**掲載文:**
____
ナダルとフェデラー (c)朝日新聞社
ナダルとフェデラー (c)朝日新聞社

「成長していなければ、1年後に同じ場所にはいられない」

 かつてそう言ったのは、女子シングルス世界ランク8位、ダブルスでは世界1位に君臨した杉山愛さんだった。テニスの世界では、一大会で活躍しようとも獲得ランキングポイントは1年後に消え、新たな戦いに身を置くことになる。いや、前年に活躍し上位に達した選手たちほど、その地位を守らねばというプレッシャーや、下剋上を狙う若手たちの野心にも身を晒すことになるだろう。それら、時計の針や押し寄せる新世代の波に日々追われるなか、1年後にも変わらず上位に居るのだとしたら、それは“留まった”のではなく、“新たに獲得した成長の証”なのだという。
____
**データ抜粋:**
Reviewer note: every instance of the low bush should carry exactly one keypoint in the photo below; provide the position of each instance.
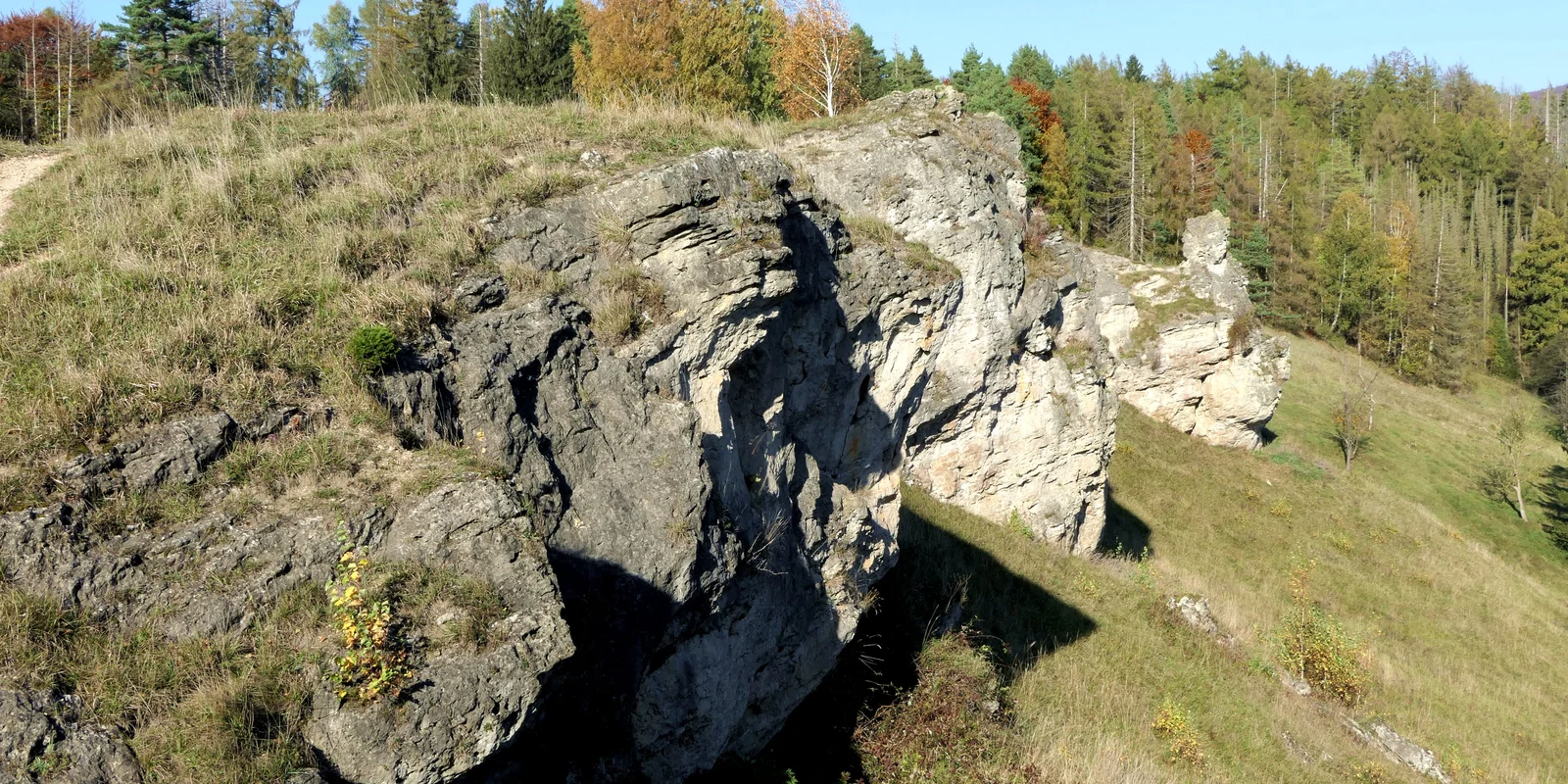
(372, 347)
(1316, 648)
(956, 726)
____
**指示:**
掲載文では、杉山愛さんはダブルスで世界ランク何位に君臨したとされていますか。答えてください。 これらの行は掲載文とは関係のない別の資料です。

**解答:**
世界1位。